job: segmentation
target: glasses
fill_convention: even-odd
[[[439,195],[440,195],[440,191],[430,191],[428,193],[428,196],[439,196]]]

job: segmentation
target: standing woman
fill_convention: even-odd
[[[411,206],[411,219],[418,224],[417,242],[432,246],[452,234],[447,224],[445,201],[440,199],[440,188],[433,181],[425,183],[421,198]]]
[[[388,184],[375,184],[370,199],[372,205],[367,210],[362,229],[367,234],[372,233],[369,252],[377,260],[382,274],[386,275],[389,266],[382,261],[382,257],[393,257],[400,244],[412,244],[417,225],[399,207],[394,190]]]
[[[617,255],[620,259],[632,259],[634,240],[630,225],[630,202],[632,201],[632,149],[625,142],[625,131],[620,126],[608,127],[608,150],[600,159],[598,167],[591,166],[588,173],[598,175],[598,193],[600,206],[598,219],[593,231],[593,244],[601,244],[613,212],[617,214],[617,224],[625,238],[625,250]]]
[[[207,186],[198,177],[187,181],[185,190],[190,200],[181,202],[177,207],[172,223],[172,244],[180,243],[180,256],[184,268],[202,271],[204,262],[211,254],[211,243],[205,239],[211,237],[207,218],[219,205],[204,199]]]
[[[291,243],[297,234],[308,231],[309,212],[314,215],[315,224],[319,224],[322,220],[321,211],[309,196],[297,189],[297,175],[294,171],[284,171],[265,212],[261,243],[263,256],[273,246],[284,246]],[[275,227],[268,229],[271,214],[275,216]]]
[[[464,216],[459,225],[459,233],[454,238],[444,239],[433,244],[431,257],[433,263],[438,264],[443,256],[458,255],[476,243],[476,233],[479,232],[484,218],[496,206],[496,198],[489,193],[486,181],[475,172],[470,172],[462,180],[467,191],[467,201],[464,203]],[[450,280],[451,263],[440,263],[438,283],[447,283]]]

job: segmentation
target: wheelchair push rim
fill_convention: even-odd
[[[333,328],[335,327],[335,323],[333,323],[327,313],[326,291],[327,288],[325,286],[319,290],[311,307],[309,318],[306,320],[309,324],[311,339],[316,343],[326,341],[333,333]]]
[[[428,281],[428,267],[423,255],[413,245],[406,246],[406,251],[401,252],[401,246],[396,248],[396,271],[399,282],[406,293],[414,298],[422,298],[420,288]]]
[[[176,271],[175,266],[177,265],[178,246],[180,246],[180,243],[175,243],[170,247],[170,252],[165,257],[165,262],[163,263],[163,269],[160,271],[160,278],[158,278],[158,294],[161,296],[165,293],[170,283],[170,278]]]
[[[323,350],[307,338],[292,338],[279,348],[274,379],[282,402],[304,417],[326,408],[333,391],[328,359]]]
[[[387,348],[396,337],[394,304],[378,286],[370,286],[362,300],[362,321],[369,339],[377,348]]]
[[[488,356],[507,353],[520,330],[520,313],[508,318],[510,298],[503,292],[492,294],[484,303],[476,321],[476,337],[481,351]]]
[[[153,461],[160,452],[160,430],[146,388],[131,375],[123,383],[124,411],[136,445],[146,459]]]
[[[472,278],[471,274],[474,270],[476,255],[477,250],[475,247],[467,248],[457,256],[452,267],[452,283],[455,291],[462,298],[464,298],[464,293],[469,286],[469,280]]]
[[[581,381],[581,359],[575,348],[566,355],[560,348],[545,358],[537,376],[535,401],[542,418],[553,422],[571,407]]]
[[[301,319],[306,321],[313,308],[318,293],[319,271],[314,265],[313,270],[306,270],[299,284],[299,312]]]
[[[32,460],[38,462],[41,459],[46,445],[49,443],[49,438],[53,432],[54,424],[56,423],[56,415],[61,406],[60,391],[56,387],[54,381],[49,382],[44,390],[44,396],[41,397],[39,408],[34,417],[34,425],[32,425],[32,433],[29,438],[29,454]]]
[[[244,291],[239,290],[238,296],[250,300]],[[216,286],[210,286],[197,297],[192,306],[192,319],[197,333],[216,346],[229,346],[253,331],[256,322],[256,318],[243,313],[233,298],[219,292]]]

-*-*-

*WHAT IS REQUIRED:* Only the lines from the first line of the records through the line with "target: standing woman" should be reproduced, exactly and with nothing added.

*COMPLETED EXERCISE:*
job: segmentation
target: glasses
fill_convention: even-odd
[[[439,195],[440,195],[440,191],[430,191],[428,193],[428,196],[439,196]]]

job: segmentation
target: standing woman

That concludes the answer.